-- TASK INPUTS --
━━━
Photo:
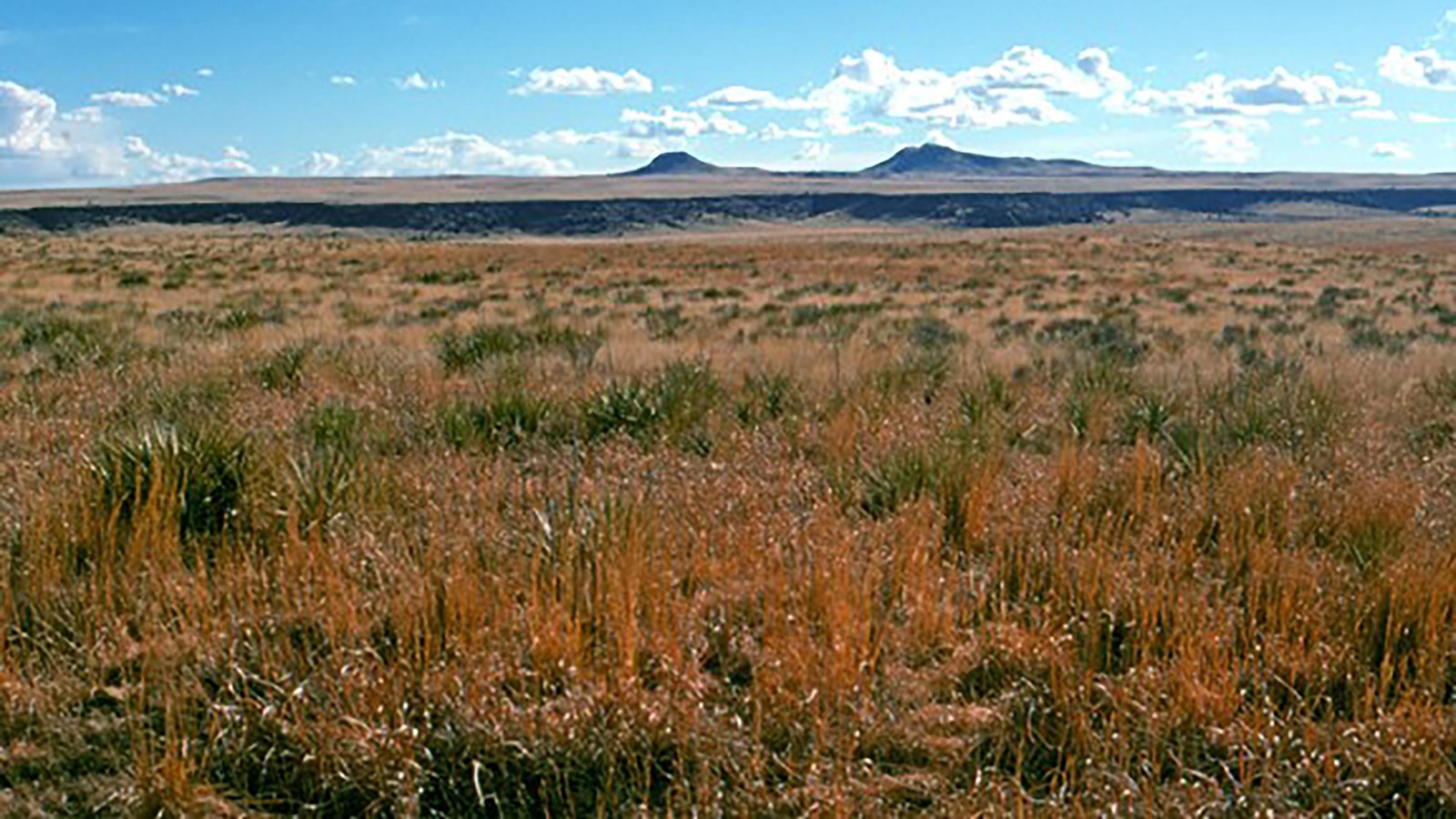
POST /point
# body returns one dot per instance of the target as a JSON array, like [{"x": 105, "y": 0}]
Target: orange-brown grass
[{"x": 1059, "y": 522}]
━━━
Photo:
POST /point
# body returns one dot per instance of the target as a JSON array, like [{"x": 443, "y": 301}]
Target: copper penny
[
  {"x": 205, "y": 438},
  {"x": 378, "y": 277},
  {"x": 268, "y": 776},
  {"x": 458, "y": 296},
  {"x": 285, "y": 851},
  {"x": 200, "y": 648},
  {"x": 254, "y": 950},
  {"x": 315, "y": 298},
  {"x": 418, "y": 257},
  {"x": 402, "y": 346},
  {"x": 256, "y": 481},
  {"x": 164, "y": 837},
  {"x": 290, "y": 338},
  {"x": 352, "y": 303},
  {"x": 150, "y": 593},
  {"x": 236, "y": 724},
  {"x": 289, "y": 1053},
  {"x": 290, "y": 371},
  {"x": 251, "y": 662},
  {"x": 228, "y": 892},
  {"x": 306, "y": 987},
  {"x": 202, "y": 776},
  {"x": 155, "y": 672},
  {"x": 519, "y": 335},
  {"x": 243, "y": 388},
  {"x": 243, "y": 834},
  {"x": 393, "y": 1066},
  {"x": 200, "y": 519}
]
━━━
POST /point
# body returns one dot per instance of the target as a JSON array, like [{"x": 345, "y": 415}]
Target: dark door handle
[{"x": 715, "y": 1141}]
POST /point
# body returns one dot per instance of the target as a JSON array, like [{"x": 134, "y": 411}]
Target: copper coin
━━━
-- GIVEN INSTRUCTION --
Pull out every line in the entries above that contains the word "body".

-- ANSWER --
# body returns one dot per instance of the target as a JSON array, like [{"x": 105, "y": 0}]
# body returns one dot per instance of the target as a JSON array, like [{"x": 443, "y": 301}]
# body returns one dot per instance of the target as a JSON array, like [{"x": 345, "y": 415}]
# body returns one dot per instance of the target as a JSON array, like [{"x": 134, "y": 411}]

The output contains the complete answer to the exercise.